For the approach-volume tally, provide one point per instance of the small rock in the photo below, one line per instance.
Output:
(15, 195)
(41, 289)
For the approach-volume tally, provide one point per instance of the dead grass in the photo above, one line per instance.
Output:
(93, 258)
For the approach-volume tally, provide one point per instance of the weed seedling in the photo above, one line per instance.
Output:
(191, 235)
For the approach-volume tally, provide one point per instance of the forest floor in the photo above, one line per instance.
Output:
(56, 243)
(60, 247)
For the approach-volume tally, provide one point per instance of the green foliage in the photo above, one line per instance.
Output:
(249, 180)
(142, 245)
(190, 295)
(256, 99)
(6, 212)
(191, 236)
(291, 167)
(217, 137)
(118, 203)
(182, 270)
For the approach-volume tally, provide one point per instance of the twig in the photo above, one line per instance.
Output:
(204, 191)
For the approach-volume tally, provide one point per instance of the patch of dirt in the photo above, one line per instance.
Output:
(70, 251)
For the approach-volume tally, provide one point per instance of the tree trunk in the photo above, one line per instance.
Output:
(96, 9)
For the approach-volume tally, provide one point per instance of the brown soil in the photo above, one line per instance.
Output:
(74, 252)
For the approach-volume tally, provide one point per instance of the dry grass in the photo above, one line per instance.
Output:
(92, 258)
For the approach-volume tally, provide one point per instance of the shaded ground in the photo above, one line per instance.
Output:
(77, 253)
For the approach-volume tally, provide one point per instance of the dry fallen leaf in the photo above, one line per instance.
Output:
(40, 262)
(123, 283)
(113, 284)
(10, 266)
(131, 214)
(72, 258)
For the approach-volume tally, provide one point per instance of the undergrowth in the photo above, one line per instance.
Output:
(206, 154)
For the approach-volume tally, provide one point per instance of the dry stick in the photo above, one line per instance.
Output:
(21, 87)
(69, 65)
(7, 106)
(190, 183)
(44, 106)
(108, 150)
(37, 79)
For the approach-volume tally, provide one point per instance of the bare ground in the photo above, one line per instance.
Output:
---
## YOUR ASSIGNMENT
Print all of the entries again, exactly as written.

## REPLY
For the approach-volume tally, provide one point per instance of the small rock in the photo below, one line per instance.
Output:
(15, 195)
(41, 289)
For the approach-volume tally, provide one point per instance of the dead grass in the photo above, one line per instance.
Output:
(93, 258)
For the approach-volume tally, provide one point per instance of the weed seedling in the photo above, one line per instance.
Output:
(191, 235)
For the approach-volume tally, provide one point per instance of the forest floor in the photo above, one line per instance.
Output:
(56, 243)
(60, 247)
For the approach-volume tally, provide one point per instance of the green foliage in the photo above, one line per instance.
Output:
(249, 180)
(142, 245)
(190, 295)
(256, 99)
(6, 212)
(191, 236)
(291, 167)
(217, 137)
(118, 203)
(182, 270)
For the approach-volume tally, provide one point per instance of the twig in the photo above, one line per instance.
Output:
(204, 191)
For the approach-volume tally, provide one point per instance of the patch of dirt in the photo above, one line per instance.
Output:
(70, 251)
For the approach-volume tally, provide one point per instance of the tree trunk in the photo above, one line per instance.
Output:
(96, 9)
For the approach-volume tally, provide one point per instance of the brown soil in the photo above, one line per instance.
Output:
(74, 252)
For the approach-volume tally, provide one point per instance of the dry grass in the photo above, one line per instance.
Output:
(92, 258)
For the approach-volume tally, provide one point per instance of the shaded ground in the photo above, one line per instance.
Output:
(77, 253)
For the approach-volume tally, provide one point per instance of the dry fallen leaf in the photo above, one line per instance.
Output:
(40, 262)
(123, 283)
(113, 284)
(10, 266)
(131, 214)
(72, 258)
For the approach-volume tally, provide one point per instance of the undergrowth in the photo above, one line per instance.
Output:
(206, 154)
For the approach-volume tally, provide one point per instance of the dry stick in the photo above, one line per instance.
Output:
(21, 87)
(69, 65)
(7, 106)
(190, 183)
(44, 106)
(108, 150)
(37, 79)
For the approach-volume tally, provide one point per instance of the bare ground in the photo above, one line per instance.
Output:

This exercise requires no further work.